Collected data
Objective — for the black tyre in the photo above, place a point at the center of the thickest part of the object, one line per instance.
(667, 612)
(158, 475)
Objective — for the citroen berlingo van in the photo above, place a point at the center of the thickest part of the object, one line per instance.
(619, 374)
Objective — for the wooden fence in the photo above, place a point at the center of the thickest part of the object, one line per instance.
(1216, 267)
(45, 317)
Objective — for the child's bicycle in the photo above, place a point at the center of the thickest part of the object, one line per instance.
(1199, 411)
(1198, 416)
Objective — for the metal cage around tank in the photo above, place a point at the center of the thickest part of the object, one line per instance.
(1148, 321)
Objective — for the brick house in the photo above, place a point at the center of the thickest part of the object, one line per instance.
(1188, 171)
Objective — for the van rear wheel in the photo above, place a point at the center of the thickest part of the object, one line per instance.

◆ Directions ◆
Line by line, write out the records above exactly.

◆ Task response ◆
Objective — for the black tyre in the photo above, place a point at the center of the thickest part of the object, one line per instance.
(667, 612)
(158, 475)
Objective — for the citroen berlingo van in the photo above, place a point at the center of the thickest part of the object, one line per instance.
(619, 374)
Objective — for the wooden fence in the photo above, place a point at the center of the thickest part of the object, one line per instance.
(1216, 267)
(45, 317)
Objective — for the child's bicycle in the photo above, place a point at the center of the thickest part of the object, one line per instance.
(1199, 411)
(1198, 416)
Objective — for the metal cage around tank in the photo above, place a point at the center of the thickest part of the object, one line per instance.
(1148, 321)
Objective — for the brick house in the photo above, place a point at the center of the thickest part of the object, one line per instance.
(1188, 171)
Objective — for the van rear wheel in the photo above, place a point at the center of the thickest part of the object, one line per instance.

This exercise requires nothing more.